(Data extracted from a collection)
........

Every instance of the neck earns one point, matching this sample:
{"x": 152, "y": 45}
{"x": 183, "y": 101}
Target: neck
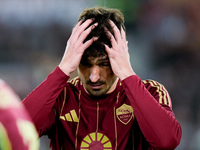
{"x": 113, "y": 86}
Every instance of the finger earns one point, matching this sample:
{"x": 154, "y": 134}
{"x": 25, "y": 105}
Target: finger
{"x": 123, "y": 34}
{"x": 82, "y": 27}
{"x": 89, "y": 42}
{"x": 108, "y": 50}
{"x": 111, "y": 37}
{"x": 76, "y": 27}
{"x": 116, "y": 31}
{"x": 85, "y": 33}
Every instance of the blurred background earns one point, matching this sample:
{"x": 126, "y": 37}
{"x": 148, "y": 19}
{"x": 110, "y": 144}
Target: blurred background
{"x": 164, "y": 44}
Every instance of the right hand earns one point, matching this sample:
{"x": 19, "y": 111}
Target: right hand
{"x": 75, "y": 46}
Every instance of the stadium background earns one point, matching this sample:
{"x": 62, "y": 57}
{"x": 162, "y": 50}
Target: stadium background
{"x": 164, "y": 44}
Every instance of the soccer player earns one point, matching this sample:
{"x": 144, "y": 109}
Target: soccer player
{"x": 108, "y": 106}
{"x": 17, "y": 132}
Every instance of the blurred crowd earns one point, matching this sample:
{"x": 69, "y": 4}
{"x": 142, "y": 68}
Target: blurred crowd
{"x": 164, "y": 43}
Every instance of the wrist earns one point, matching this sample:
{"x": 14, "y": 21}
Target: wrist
{"x": 127, "y": 74}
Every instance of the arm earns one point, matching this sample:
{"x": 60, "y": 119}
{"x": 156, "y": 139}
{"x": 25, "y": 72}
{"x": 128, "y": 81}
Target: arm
{"x": 156, "y": 121}
{"x": 41, "y": 101}
{"x": 158, "y": 124}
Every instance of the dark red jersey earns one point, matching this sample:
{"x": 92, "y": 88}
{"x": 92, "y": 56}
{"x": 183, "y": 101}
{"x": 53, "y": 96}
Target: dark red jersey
{"x": 17, "y": 132}
{"x": 136, "y": 115}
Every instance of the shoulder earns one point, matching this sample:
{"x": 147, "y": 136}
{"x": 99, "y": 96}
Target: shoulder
{"x": 159, "y": 92}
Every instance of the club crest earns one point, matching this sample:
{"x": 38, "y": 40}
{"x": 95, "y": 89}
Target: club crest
{"x": 124, "y": 113}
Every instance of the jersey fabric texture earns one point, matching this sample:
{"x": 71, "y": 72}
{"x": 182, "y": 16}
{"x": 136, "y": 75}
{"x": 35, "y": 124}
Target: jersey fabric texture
{"x": 136, "y": 115}
{"x": 17, "y": 132}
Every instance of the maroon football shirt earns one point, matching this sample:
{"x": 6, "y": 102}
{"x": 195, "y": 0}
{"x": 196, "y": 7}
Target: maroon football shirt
{"x": 136, "y": 115}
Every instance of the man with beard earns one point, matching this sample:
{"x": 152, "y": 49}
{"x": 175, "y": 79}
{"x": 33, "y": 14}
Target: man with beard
{"x": 107, "y": 106}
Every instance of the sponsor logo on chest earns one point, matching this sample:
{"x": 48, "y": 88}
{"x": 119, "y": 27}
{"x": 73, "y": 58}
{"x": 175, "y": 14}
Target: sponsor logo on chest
{"x": 124, "y": 113}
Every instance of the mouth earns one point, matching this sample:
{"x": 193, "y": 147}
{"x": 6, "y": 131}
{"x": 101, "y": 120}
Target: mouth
{"x": 96, "y": 86}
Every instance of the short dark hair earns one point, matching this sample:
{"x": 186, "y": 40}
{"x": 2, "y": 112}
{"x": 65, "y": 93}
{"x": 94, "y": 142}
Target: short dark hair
{"x": 101, "y": 15}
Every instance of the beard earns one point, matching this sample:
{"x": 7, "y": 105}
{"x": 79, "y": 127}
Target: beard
{"x": 99, "y": 92}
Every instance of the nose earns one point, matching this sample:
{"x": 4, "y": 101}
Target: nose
{"x": 95, "y": 74}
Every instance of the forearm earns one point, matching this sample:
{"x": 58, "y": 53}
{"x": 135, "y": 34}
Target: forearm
{"x": 39, "y": 102}
{"x": 158, "y": 124}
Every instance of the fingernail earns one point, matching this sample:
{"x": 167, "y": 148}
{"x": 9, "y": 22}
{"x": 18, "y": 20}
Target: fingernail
{"x": 96, "y": 24}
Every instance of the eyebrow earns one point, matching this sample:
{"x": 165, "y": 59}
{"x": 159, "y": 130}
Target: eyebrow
{"x": 103, "y": 59}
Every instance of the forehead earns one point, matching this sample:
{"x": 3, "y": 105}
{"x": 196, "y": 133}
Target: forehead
{"x": 98, "y": 59}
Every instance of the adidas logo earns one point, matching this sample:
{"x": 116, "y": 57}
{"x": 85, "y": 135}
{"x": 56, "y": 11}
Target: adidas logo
{"x": 71, "y": 116}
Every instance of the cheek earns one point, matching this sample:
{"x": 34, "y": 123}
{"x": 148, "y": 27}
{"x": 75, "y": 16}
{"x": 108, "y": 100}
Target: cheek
{"x": 107, "y": 73}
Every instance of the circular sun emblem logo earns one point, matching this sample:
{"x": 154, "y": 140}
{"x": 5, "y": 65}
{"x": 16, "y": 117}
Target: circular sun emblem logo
{"x": 96, "y": 141}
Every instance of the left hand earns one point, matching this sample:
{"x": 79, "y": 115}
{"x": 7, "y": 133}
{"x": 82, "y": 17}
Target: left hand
{"x": 118, "y": 54}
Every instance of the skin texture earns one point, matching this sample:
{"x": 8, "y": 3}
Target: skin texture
{"x": 99, "y": 75}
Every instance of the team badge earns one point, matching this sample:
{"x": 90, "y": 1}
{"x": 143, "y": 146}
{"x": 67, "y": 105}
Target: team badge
{"x": 124, "y": 113}
{"x": 96, "y": 141}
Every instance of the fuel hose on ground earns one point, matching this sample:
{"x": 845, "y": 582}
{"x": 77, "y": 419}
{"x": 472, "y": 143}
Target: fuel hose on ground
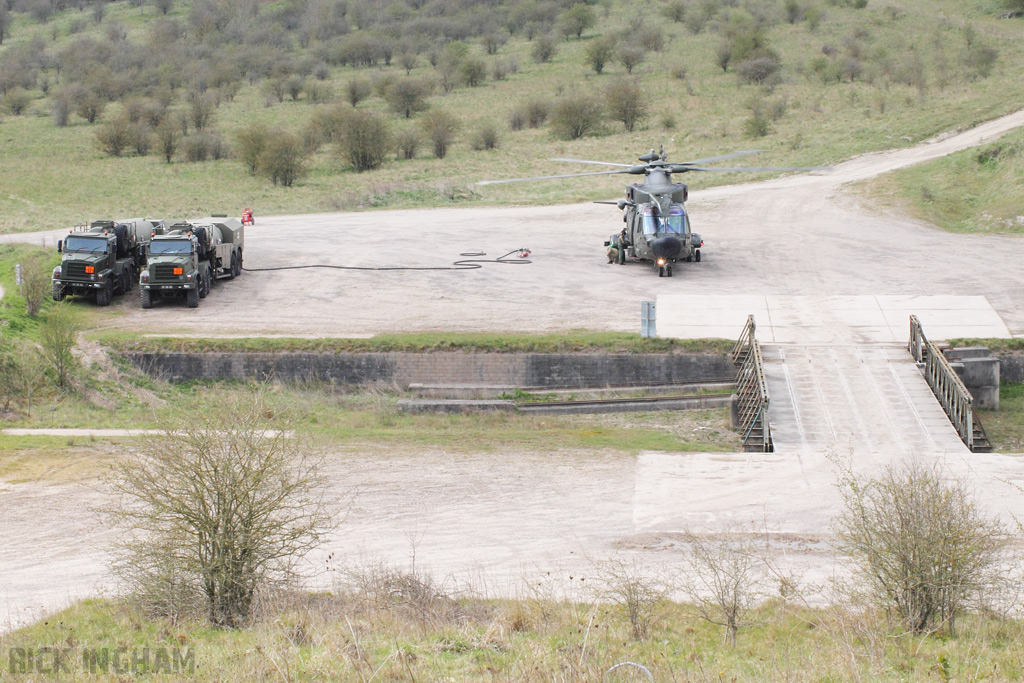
{"x": 470, "y": 261}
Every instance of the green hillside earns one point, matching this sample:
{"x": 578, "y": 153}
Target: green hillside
{"x": 809, "y": 81}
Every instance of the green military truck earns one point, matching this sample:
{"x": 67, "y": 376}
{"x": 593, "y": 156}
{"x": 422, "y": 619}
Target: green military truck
{"x": 184, "y": 259}
{"x": 101, "y": 259}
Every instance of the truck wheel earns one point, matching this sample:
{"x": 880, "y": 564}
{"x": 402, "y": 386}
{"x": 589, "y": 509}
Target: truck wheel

........

EXERCISE:
Repeat the entries word for word and skip the pictures.

COMPLETED EXERCISE:
Every instance of the neck earns one point, matching this sample:
{"x": 152, "y": 45}
{"x": 183, "y": 101}
Target: neck
{"x": 113, "y": 86}
Every instance of the finger earns one point, matching this sample:
{"x": 154, "y": 134}
{"x": 25, "y": 105}
Target: finger
{"x": 123, "y": 34}
{"x": 82, "y": 27}
{"x": 89, "y": 42}
{"x": 108, "y": 50}
{"x": 111, "y": 37}
{"x": 76, "y": 27}
{"x": 116, "y": 31}
{"x": 85, "y": 33}
Every instance of the blurred background earns one point, matching this sample:
{"x": 126, "y": 37}
{"x": 148, "y": 19}
{"x": 110, "y": 144}
Target: blurred background
{"x": 164, "y": 44}
Every instance of the right hand earns one point, matching this sample:
{"x": 19, "y": 111}
Target: right hand
{"x": 75, "y": 46}
Every instance of the stadium background earns one point, matching this sample:
{"x": 62, "y": 57}
{"x": 162, "y": 50}
Target: stadium background
{"x": 164, "y": 44}
Every instance of the soccer player earns one point, matching this sample:
{"x": 144, "y": 109}
Target: soccer player
{"x": 108, "y": 106}
{"x": 17, "y": 132}
Every instance of the blurred crowd earns one point, matching this sample:
{"x": 69, "y": 4}
{"x": 142, "y": 68}
Target: blurred crowd
{"x": 164, "y": 43}
Every instance of the wrist earns one point, matching this sample:
{"x": 14, "y": 21}
Target: wrist
{"x": 127, "y": 74}
Every instance of the arm earns one point, matching this sample:
{"x": 60, "y": 119}
{"x": 156, "y": 139}
{"x": 25, "y": 72}
{"x": 128, "y": 81}
Target: arm
{"x": 156, "y": 121}
{"x": 41, "y": 101}
{"x": 158, "y": 124}
Every instance of the dark red jersey earns one point, matching this sample:
{"x": 92, "y": 88}
{"x": 92, "y": 56}
{"x": 183, "y": 101}
{"x": 53, "y": 96}
Target: dark red jersey
{"x": 17, "y": 132}
{"x": 136, "y": 115}
Every instance of the shoulder earns one point, matching this sample:
{"x": 147, "y": 136}
{"x": 99, "y": 96}
Target: shoulder
{"x": 159, "y": 92}
Every instance of the club crest earns one point, matching this sample:
{"x": 38, "y": 40}
{"x": 95, "y": 89}
Target: club crest
{"x": 124, "y": 113}
Every instance of the jersey fabric texture earns one point, matching this sample:
{"x": 71, "y": 72}
{"x": 182, "y": 16}
{"x": 136, "y": 75}
{"x": 35, "y": 124}
Target: jersey fabric texture
{"x": 136, "y": 115}
{"x": 17, "y": 132}
Every instance of the maroon football shirt earns one point, matching this sample:
{"x": 6, "y": 102}
{"x": 195, "y": 0}
{"x": 196, "y": 7}
Target: maroon football shirt
{"x": 136, "y": 115}
Every instance of the man with beard earns one point, matching this sample:
{"x": 152, "y": 49}
{"x": 175, "y": 79}
{"x": 33, "y": 14}
Target: man with beard
{"x": 107, "y": 106}
Every instance of the sponsor logo on chest earns one point, matching this sample:
{"x": 48, "y": 88}
{"x": 119, "y": 27}
{"x": 73, "y": 58}
{"x": 175, "y": 14}
Target: sponsor logo on chest
{"x": 124, "y": 113}
Every instance of the mouth earns one point, matching this sample:
{"x": 193, "y": 147}
{"x": 6, "y": 131}
{"x": 101, "y": 120}
Target: mouth
{"x": 96, "y": 86}
Every instance of the short dark hair earns one point, matching this sample:
{"x": 186, "y": 40}
{"x": 2, "y": 112}
{"x": 65, "y": 93}
{"x": 94, "y": 142}
Target: short dark hair
{"x": 101, "y": 15}
Every instance of the beard earns one point, matching this sample:
{"x": 7, "y": 105}
{"x": 79, "y": 127}
Target: beard
{"x": 99, "y": 92}
Every instance of the nose earns one point, matching this sample:
{"x": 4, "y": 101}
Target: nose
{"x": 95, "y": 74}
Every instance of the forearm earns one point, matching this sample:
{"x": 58, "y": 53}
{"x": 135, "y": 34}
Target: forearm
{"x": 39, "y": 102}
{"x": 158, "y": 124}
Every instance of the fingernail earns one point, matching this sample:
{"x": 167, "y": 148}
{"x": 9, "y": 22}
{"x": 18, "y": 20}
Target: fingernail
{"x": 96, "y": 24}
Every instance of the eyebrow earns one point, matching this sample:
{"x": 165, "y": 59}
{"x": 159, "y": 130}
Target: eyebrow
{"x": 103, "y": 59}
Every instance of the forehead earns one point, matching this sample:
{"x": 3, "y": 105}
{"x": 196, "y": 133}
Target: forehead
{"x": 98, "y": 59}
Every instance of the adidas logo earns one point, matching this sample:
{"x": 116, "y": 57}
{"x": 85, "y": 135}
{"x": 56, "y": 11}
Target: adidas logo
{"x": 71, "y": 116}
Every instance of the cheek earns one point, matching this sample:
{"x": 34, "y": 123}
{"x": 148, "y": 27}
{"x": 75, "y": 16}
{"x": 108, "y": 100}
Target: cheek
{"x": 107, "y": 73}
Every instance of the circular sun emblem logo earns one point, matching this sample:
{"x": 154, "y": 140}
{"x": 5, "y": 65}
{"x": 16, "y": 117}
Target: circular sun emblem logo
{"x": 96, "y": 141}
Every instance of the left hand earns one point, matching this sample:
{"x": 79, "y": 115}
{"x": 7, "y": 133}
{"x": 82, "y": 17}
Target: left hand
{"x": 118, "y": 54}
Every instance of the skin texture earns one point, matching this sample:
{"x": 8, "y": 3}
Target: skin texture
{"x": 99, "y": 75}
Every instance of the team badge earns one point, matching this sample:
{"x": 90, "y": 1}
{"x": 143, "y": 146}
{"x": 67, "y": 105}
Target: team badge
{"x": 124, "y": 113}
{"x": 96, "y": 141}
Every instance of the fuel hose on ground earns one point, matching this sample:
{"x": 845, "y": 582}
{"x": 77, "y": 419}
{"x": 472, "y": 143}
Target: fuel hose on ground
{"x": 470, "y": 261}
Every instance of the green hillside earns one point, matching this sample:
{"x": 578, "y": 153}
Target: green hillside
{"x": 809, "y": 81}
Every instance of the green military truck earns one point, matching this sample:
{"x": 67, "y": 376}
{"x": 593, "y": 156}
{"x": 422, "y": 619}
Target: green military truck
{"x": 184, "y": 259}
{"x": 101, "y": 259}
Every instance of the truck wheel earns one point, matching this sample:
{"x": 880, "y": 564}
{"x": 402, "y": 386}
{"x": 589, "y": 509}
Target: truck wheel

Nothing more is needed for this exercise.